SELECTED EXTRACT.
Negative samples for common primers were checked for the accurate performance of extraction and RT steps by carrying out a PCR reaction on RT products for 18s rRNA as previously described. [10]

hMPV typing on positive samples was performed with two separate set of primers. For type A, a 170-bp segment of the L gene spanning nucleotides from 11321 to 11490 of hMPV prototype strain 00-1 was amplified by antisense primer (5-CACCCCAGTC TTTCTTGAAA-3; positions 11471 to 11490) and sense primer (5-CATGCCCAC TATAAAA GGTCAG-3; positions 11321 to 11342) under previously described conditions. [11] For type B, a 169 bp segment of the L gene spanning nucleotides from 4121 to 4290 covered both genotype B1 and B2 was amplified by forward primer: 5-TATGCCTACTATAAAA GGTCAA-3; Reverse Primer: 5-CACCCCAGTCTTTCCTAAAG-3-under previously described conditions. [5]

Finally, to rule out the presence of hRSV, the most frequent respiratory viral agent responsible for ARTI, a nested RT-PCR was carried out on hMPV positive samples as previously described. [12]

Results

hMPV prevalence among male (48.5%) and female (51.5%) patients was almost similar. A further analysis by two-tailed independent T test showed that there was no correlation ( P -value > 0.05) between gender in children less than two years and the rate of infection due to hMPV. The age of hMPV positive children was between 10 days and 24 months and the average age was 17 months. Age distribution of hMPV positive children is reported in [Figure - 1].

Sixty eight out of 124 (54.4%) samples were positive for Hmpv. Among positive samples 94.1% belonged to Genotype A [Figure - 2], whereas no genotype B was detected; 5.9% of positive cases remained untypable. 33.8% (23/68) of hMPV positive children were co-infected by hRSV.

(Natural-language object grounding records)
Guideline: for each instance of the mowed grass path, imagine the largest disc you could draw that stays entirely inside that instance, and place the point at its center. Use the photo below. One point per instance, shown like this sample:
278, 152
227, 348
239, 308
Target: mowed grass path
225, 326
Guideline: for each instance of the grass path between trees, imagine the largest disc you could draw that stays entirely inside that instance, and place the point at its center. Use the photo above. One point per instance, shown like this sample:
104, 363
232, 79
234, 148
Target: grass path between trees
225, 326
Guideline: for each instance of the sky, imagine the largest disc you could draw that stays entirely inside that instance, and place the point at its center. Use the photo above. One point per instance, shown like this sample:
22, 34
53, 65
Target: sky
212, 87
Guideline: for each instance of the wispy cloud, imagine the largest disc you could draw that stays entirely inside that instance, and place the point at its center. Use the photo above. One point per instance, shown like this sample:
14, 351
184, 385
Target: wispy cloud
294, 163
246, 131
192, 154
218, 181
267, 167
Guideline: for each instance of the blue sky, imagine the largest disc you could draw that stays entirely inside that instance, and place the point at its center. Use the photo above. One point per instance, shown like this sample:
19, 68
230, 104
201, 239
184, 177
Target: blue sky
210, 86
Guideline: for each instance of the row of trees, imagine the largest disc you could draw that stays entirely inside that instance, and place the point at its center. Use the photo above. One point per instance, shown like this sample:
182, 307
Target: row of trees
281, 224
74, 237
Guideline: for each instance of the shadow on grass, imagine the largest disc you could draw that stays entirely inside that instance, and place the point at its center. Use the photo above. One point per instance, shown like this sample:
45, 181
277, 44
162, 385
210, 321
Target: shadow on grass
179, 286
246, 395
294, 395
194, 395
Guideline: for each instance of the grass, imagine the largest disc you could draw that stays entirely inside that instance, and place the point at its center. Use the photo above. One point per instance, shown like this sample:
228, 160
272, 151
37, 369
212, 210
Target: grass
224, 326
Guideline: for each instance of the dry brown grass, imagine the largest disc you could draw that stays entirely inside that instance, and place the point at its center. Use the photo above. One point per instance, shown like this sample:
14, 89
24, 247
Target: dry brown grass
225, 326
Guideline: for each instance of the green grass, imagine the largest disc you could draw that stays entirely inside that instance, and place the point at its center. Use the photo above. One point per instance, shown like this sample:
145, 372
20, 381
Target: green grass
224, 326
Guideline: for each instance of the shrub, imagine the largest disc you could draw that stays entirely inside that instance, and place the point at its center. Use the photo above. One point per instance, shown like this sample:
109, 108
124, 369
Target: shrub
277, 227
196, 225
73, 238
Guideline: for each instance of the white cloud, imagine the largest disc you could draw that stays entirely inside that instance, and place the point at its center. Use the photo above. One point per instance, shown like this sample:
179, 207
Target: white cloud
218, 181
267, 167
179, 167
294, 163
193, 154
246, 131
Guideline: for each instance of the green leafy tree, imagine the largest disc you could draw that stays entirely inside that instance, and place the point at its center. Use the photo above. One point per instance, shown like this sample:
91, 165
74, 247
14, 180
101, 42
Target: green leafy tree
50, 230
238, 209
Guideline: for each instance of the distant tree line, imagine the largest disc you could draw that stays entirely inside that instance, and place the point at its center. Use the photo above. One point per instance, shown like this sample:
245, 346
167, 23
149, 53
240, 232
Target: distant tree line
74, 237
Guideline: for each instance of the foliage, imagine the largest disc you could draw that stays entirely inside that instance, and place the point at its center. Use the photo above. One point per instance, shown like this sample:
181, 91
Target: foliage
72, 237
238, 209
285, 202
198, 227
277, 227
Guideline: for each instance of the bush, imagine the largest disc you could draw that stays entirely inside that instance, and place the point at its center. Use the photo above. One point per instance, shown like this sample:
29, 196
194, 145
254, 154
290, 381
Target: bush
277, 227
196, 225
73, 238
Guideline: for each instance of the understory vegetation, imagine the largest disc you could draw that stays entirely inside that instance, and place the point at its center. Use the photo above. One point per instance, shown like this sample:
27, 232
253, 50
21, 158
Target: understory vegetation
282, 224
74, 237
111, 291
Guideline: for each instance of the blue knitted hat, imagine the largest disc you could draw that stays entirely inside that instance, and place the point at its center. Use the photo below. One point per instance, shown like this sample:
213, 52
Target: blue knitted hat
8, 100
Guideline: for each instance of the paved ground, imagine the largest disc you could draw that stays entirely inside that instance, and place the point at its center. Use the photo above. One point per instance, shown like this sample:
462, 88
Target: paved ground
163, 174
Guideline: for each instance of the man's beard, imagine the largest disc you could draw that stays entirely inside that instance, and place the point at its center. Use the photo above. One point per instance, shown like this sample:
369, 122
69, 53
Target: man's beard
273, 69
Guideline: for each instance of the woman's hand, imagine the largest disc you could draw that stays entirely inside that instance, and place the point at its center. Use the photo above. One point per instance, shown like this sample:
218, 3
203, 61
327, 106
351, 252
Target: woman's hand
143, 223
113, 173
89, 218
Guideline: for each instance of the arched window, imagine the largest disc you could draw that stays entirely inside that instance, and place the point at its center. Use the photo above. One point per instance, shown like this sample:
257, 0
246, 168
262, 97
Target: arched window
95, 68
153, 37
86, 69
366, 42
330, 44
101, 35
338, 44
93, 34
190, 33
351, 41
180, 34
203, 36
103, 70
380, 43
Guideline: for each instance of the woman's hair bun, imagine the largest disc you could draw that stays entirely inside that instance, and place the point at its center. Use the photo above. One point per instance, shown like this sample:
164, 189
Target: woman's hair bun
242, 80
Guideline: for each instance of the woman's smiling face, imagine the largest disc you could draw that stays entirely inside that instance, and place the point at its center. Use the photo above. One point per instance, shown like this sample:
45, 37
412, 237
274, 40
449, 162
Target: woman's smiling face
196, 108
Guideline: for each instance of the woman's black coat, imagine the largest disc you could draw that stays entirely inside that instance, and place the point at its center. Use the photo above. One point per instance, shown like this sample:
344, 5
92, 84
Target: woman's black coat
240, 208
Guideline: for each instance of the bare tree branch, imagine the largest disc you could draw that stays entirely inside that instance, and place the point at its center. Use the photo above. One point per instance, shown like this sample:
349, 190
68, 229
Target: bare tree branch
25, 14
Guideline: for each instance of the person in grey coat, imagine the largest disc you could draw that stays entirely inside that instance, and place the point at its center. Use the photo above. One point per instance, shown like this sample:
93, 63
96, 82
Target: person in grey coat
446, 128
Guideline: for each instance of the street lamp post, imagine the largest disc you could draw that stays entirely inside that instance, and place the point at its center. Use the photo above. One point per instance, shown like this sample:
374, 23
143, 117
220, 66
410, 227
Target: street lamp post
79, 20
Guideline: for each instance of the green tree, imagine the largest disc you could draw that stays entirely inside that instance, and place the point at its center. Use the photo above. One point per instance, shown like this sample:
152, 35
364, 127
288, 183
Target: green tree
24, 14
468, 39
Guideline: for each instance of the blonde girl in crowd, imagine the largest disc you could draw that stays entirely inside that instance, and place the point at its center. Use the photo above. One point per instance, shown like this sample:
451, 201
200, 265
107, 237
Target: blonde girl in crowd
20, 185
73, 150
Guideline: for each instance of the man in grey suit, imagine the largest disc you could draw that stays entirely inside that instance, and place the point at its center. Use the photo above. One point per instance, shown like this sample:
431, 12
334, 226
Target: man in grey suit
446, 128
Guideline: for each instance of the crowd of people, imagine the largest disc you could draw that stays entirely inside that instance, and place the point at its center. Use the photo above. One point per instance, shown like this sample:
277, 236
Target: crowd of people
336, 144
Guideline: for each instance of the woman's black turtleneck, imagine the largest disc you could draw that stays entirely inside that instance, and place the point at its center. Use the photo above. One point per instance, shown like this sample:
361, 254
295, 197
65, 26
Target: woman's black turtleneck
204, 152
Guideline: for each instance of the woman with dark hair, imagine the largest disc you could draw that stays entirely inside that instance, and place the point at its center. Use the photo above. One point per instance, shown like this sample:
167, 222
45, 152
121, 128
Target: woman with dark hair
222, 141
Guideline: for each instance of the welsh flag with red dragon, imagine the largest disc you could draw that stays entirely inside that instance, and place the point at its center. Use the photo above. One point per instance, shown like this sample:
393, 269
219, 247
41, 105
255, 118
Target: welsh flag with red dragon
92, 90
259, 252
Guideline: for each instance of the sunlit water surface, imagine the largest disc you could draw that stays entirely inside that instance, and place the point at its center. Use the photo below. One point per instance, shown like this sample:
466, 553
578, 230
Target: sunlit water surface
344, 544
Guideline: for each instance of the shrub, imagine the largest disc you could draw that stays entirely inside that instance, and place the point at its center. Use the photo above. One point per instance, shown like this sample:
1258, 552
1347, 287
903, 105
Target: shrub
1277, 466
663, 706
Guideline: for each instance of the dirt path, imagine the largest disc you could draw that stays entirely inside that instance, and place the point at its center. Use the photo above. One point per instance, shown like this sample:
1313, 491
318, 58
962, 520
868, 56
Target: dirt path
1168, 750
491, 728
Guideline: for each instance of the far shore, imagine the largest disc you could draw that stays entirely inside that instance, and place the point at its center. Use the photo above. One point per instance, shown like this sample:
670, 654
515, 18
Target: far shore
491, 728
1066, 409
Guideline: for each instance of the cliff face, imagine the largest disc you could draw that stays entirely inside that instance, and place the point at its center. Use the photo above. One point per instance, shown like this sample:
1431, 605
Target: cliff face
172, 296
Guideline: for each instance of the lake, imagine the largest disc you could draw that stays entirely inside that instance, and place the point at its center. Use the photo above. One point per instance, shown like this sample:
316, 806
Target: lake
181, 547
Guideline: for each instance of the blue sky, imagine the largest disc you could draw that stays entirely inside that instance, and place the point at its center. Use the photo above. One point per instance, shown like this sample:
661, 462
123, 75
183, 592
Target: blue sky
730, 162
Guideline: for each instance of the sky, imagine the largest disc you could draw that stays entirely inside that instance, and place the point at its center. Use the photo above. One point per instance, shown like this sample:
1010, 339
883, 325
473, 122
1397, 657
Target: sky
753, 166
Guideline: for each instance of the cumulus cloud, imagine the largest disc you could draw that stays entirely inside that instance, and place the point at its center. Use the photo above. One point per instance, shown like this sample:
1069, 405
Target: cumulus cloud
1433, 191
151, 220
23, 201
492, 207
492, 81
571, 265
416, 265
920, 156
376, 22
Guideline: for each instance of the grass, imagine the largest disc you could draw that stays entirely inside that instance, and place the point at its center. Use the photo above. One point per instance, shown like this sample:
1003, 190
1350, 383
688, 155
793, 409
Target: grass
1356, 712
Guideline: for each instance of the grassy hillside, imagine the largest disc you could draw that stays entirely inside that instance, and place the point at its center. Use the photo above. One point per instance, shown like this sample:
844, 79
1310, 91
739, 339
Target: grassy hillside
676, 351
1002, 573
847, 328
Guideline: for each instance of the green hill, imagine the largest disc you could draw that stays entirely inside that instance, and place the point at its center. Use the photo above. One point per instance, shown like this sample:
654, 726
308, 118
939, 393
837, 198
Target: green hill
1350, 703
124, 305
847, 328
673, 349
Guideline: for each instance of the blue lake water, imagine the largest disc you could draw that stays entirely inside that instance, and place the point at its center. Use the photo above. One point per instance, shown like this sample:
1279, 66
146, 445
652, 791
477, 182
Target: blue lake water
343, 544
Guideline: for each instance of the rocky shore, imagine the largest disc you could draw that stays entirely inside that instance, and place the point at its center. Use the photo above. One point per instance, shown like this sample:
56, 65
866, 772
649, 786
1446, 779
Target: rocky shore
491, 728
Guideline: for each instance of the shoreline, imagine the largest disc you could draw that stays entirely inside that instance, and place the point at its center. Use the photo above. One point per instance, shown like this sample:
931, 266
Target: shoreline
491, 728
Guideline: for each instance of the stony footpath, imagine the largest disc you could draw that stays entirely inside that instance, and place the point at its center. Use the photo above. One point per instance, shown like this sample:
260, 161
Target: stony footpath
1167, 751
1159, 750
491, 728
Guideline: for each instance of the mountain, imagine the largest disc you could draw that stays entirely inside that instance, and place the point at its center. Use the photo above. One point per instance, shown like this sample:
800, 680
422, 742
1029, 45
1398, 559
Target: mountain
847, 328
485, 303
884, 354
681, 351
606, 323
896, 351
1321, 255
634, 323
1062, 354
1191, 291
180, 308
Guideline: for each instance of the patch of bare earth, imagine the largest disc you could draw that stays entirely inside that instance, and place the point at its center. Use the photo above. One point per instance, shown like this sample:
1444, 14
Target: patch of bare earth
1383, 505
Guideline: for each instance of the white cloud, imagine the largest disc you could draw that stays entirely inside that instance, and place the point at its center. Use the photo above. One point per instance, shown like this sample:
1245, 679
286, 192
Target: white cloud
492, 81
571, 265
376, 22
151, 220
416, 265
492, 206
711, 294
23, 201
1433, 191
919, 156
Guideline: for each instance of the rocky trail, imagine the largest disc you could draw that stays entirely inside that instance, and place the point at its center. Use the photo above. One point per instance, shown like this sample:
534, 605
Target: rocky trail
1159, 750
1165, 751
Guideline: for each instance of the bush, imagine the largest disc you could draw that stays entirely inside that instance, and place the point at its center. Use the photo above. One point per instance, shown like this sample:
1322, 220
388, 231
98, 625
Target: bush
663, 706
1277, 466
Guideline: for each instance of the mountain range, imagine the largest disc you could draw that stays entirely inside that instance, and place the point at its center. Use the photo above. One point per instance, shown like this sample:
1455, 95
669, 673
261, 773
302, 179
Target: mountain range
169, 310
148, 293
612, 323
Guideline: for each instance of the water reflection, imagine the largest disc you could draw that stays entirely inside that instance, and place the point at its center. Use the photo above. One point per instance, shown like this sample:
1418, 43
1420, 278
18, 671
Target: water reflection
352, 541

EXPLORE THE MATERIAL.
• a. In the excerpt on hMPV typing, what percentage of positive samples belonged to genotype A?
• b. Write what comes next in the hMPV study excerpt, picking up after its last sentence.
These records come from a separate source.

ANSWERS BY ITEM NUMBER.
• a. 94.1%

• b.
An interesting observation in PCR results with hMPV common primer was that an extra band of 192-184 bp could be observed beside the main band of 281 bp, but not in positive control which was obtained from an Italian isolate. The extra band could not be eliminated modifying the PCR conditions such as lowering the MgCl 2 solution concentration and/or increasing the annealing temperature [Figure - 2]. To ensure that this extra band was not a chromosomal spurious band we made an extra experiment with whole blood extracted nucleic acid as template and no extra band was detected.

A comparative correlation of hMPV infection frequency with clinical manifestation in ARTI is reported in the table. Statistical analysis did not demonstrate any significant correlation between each clinical manifestation and the positivity for hMPV: χ2 test P -value = 0.140. Further analysis showed a significant difference between the rate of hMPV infection in LRTI (pneumonia, bronchiolitis and bronchitis) versus URTI in favor of LRTI. Signs and Symptoms associated with the presence of hMPV are reported in the table.

Seventy-four percent (50/68) of positive cases were less than 12 months old. Statistical analysis showed that there was no significant linear correlation (Pearson Correlation test P -value = 0.065) between an increase in age and hMPV infection rate; although the rate of hMPV infection showed a strong correlation in the 0-12 months age group (χ2 P -value < 0.001), versus the 12-24 months age group.

HMPV infection rate was 54.2% in fall and 56.4% in winter, with almost no statistical difference. In addition, our analysis revealed no significant correlations between the rate of infection and meteorological indices: amount of precipitation ( P = 0.5) number of days with thunder storm or dust ( P > 0.6), air temperature ( P = 0.508), air pressure ( P = 0.795) and relative humidity ( P = 0.64).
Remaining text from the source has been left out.